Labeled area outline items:
■ ■ ■ ■ ■ ■ ■
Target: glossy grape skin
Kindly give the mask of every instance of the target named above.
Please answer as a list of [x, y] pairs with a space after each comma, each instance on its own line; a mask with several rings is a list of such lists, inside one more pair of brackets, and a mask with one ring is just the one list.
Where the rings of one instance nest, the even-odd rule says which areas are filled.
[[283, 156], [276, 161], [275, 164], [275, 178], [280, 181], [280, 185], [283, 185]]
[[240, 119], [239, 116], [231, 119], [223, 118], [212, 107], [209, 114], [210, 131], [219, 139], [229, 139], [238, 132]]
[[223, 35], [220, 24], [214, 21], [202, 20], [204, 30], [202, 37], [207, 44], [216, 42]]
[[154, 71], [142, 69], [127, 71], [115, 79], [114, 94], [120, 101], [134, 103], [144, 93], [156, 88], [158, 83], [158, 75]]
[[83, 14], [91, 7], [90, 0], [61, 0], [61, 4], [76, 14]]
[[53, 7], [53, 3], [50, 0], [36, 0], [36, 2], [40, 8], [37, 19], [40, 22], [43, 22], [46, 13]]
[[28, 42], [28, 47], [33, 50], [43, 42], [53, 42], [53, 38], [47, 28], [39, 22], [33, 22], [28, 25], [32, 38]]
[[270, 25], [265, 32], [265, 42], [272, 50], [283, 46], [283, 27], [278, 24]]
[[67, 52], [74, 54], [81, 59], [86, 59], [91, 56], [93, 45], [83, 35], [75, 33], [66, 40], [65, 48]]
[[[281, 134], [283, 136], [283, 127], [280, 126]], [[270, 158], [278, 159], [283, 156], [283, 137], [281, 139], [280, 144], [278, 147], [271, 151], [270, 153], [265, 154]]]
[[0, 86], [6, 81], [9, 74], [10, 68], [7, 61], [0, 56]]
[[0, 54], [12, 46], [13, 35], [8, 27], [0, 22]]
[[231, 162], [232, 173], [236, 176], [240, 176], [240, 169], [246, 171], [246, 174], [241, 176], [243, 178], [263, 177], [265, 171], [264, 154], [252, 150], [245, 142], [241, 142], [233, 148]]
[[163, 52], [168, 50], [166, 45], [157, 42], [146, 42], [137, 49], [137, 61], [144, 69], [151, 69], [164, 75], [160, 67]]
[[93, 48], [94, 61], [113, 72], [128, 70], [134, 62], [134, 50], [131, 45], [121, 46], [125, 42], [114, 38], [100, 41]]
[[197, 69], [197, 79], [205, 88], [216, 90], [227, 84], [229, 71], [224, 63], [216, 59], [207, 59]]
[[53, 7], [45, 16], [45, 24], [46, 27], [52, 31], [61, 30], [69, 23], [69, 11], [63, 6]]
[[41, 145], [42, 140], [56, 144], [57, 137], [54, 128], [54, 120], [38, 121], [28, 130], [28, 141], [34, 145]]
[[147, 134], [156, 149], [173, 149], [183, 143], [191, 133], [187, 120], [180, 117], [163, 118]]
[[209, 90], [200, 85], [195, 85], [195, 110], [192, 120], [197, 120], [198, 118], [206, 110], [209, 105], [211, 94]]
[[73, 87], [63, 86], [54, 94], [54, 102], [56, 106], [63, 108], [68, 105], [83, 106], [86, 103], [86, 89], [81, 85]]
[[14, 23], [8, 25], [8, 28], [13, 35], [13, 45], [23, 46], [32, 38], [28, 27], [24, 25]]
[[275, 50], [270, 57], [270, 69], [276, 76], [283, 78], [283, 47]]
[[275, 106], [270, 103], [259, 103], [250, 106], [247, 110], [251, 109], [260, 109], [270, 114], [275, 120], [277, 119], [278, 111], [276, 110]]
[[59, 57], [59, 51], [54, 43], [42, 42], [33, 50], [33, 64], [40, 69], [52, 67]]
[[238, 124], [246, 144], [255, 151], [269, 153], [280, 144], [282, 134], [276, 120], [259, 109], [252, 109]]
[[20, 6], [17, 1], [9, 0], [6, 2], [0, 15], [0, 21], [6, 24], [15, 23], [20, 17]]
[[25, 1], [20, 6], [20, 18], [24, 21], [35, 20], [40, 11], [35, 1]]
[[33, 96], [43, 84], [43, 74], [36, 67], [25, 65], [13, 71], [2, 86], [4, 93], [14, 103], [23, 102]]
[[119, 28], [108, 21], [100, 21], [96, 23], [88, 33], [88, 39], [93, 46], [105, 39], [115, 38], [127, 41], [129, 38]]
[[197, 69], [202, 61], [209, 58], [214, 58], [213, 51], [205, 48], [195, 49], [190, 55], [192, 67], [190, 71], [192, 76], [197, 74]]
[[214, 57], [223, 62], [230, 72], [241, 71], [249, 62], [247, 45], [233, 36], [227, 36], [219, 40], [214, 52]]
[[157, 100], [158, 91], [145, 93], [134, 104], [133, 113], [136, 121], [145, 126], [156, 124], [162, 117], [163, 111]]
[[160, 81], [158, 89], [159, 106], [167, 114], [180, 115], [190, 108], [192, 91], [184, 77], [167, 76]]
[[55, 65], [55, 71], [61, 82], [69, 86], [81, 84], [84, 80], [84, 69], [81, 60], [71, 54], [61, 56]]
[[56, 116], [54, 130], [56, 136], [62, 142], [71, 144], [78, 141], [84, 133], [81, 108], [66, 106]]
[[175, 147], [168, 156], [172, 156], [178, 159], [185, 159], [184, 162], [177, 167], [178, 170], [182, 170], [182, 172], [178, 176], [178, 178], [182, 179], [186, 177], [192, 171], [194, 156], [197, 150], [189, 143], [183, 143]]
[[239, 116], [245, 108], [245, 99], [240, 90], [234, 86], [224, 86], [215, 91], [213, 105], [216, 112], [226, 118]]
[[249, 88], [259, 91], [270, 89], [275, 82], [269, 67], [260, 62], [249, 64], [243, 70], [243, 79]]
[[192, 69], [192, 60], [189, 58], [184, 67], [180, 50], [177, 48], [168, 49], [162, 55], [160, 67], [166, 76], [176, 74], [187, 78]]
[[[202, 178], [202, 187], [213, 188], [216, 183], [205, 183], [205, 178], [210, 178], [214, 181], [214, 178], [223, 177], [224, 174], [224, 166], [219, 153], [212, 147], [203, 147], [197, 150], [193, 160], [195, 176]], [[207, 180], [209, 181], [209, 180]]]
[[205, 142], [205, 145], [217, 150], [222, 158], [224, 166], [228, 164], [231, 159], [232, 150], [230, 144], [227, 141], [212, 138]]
■ ■ ■ ■ ■ ■ ■
▶ _Your objective_
Edit every item above by replacing "Kindly give" with "Please provide", and leave every other part of the lines unchanged.

▶ _Task result_
Target: glossy grape skin
Please provide the mask of every instance of the target named above.
Please answer as a list of [x, y] pairs with a space after each comma, each instance on its own line; a mask with several rings is a list of such lists, inside one more pair of brackets, and a mask with one ring is just the one list.
Where the rings of one instance nest, the even-odd rule says which areas are filled.
[[283, 156], [276, 161], [275, 164], [275, 178], [280, 181], [280, 185], [283, 185]]
[[240, 119], [239, 116], [231, 119], [223, 118], [212, 107], [209, 114], [210, 131], [219, 139], [229, 139], [238, 132]]
[[223, 35], [220, 24], [214, 21], [202, 20], [204, 30], [202, 37], [207, 44], [216, 42]]
[[154, 71], [142, 69], [127, 71], [115, 79], [114, 94], [120, 101], [134, 103], [144, 93], [156, 88], [158, 83], [158, 75]]
[[83, 14], [91, 7], [90, 0], [61, 0], [61, 4], [76, 14]]
[[53, 7], [53, 3], [50, 0], [36, 0], [36, 2], [40, 8], [37, 19], [40, 22], [43, 22], [46, 13]]
[[28, 42], [28, 47], [33, 50], [43, 42], [53, 42], [53, 38], [47, 28], [39, 22], [33, 22], [28, 25], [32, 38]]
[[270, 25], [265, 32], [265, 42], [272, 50], [283, 46], [283, 27], [278, 24]]
[[67, 52], [74, 54], [81, 59], [86, 59], [91, 56], [93, 45], [83, 35], [75, 33], [66, 40], [65, 48]]
[[[281, 134], [283, 136], [283, 127], [280, 126]], [[270, 158], [278, 159], [283, 156], [283, 137], [281, 139], [280, 144], [278, 147], [271, 151], [270, 153], [265, 154]]]
[[0, 86], [6, 81], [9, 74], [10, 68], [7, 61], [0, 56]]
[[0, 54], [12, 46], [13, 35], [8, 27], [0, 22]]
[[231, 162], [232, 173], [236, 176], [240, 176], [240, 169], [246, 171], [246, 174], [241, 176], [243, 178], [263, 177], [265, 171], [264, 154], [252, 150], [245, 142], [241, 142], [233, 148]]
[[163, 52], [168, 50], [166, 45], [157, 42], [146, 42], [137, 49], [137, 61], [144, 69], [151, 69], [164, 75], [160, 67]]
[[93, 48], [94, 61], [113, 72], [128, 70], [134, 62], [134, 50], [131, 45], [121, 46], [125, 42], [114, 38], [100, 41]]
[[197, 69], [197, 79], [205, 88], [216, 90], [227, 84], [229, 71], [224, 63], [216, 59], [207, 59]]
[[53, 7], [45, 16], [45, 24], [46, 27], [52, 31], [61, 30], [69, 23], [69, 11], [63, 6]]
[[41, 145], [42, 140], [56, 144], [57, 137], [54, 128], [54, 120], [38, 121], [28, 130], [28, 141], [34, 145]]
[[147, 134], [156, 149], [173, 149], [183, 143], [191, 133], [187, 120], [180, 117], [163, 118]]
[[209, 90], [200, 85], [195, 85], [195, 110], [192, 120], [197, 120], [198, 118], [206, 110], [209, 105], [211, 94]]
[[73, 87], [63, 86], [54, 94], [54, 102], [56, 106], [63, 108], [68, 105], [83, 106], [86, 103], [86, 89], [81, 85]]
[[14, 23], [8, 25], [8, 28], [13, 35], [13, 45], [23, 46], [32, 38], [28, 27], [24, 25]]
[[275, 50], [270, 57], [270, 69], [276, 76], [283, 78], [283, 47]]
[[275, 106], [270, 103], [259, 103], [250, 106], [247, 110], [251, 109], [260, 109], [270, 114], [275, 120], [277, 119], [278, 111], [276, 110]]
[[59, 57], [59, 51], [54, 43], [42, 42], [33, 50], [33, 64], [40, 69], [52, 67]]
[[238, 124], [246, 144], [255, 151], [269, 153], [280, 144], [282, 134], [276, 120], [259, 109], [252, 109]]
[[20, 6], [17, 1], [9, 0], [6, 2], [0, 15], [0, 21], [6, 24], [15, 23], [20, 17]]
[[25, 1], [20, 6], [20, 18], [24, 21], [35, 20], [40, 11], [35, 1]]
[[33, 96], [43, 84], [43, 74], [36, 67], [25, 65], [13, 71], [2, 86], [4, 93], [14, 103], [23, 102]]
[[119, 28], [108, 21], [100, 21], [96, 23], [88, 33], [88, 39], [93, 46], [105, 39], [115, 38], [127, 41], [129, 38]]
[[197, 69], [202, 61], [209, 58], [214, 58], [213, 51], [205, 48], [195, 49], [190, 55], [192, 67], [190, 71], [192, 76], [197, 74]]
[[214, 57], [223, 62], [230, 72], [241, 71], [249, 62], [247, 45], [233, 36], [227, 36], [219, 40], [214, 52]]
[[157, 100], [158, 91], [145, 93], [134, 104], [133, 113], [136, 121], [145, 126], [156, 124], [162, 117], [163, 111]]
[[160, 81], [158, 89], [159, 106], [167, 114], [180, 115], [190, 108], [192, 91], [184, 77], [167, 76]]
[[55, 65], [55, 71], [61, 82], [69, 86], [81, 84], [84, 80], [84, 69], [81, 60], [71, 54], [61, 56]]
[[56, 116], [54, 130], [56, 136], [62, 142], [71, 144], [78, 141], [84, 133], [81, 108], [66, 106]]
[[175, 147], [168, 156], [172, 156], [178, 159], [185, 159], [184, 162], [177, 167], [178, 170], [182, 170], [182, 172], [178, 176], [178, 178], [182, 179], [186, 177], [192, 171], [194, 156], [197, 150], [189, 143], [183, 143]]
[[239, 116], [245, 108], [245, 99], [240, 90], [234, 86], [224, 86], [215, 91], [213, 105], [216, 112], [226, 118]]
[[249, 88], [259, 91], [270, 89], [275, 82], [269, 67], [260, 62], [249, 64], [243, 70], [243, 79]]
[[192, 69], [192, 60], [189, 58], [184, 67], [180, 50], [177, 48], [168, 49], [162, 55], [160, 67], [166, 76], [176, 74], [187, 78]]
[[[202, 178], [202, 187], [213, 188], [216, 183], [205, 183], [205, 178], [210, 178], [214, 181], [214, 178], [223, 177], [224, 174], [224, 166], [219, 153], [212, 147], [203, 147], [197, 150], [193, 160], [195, 176]], [[207, 180], [209, 181], [209, 180]]]
[[205, 142], [205, 145], [217, 150], [222, 158], [224, 166], [228, 164], [231, 159], [232, 150], [230, 144], [227, 141], [212, 138]]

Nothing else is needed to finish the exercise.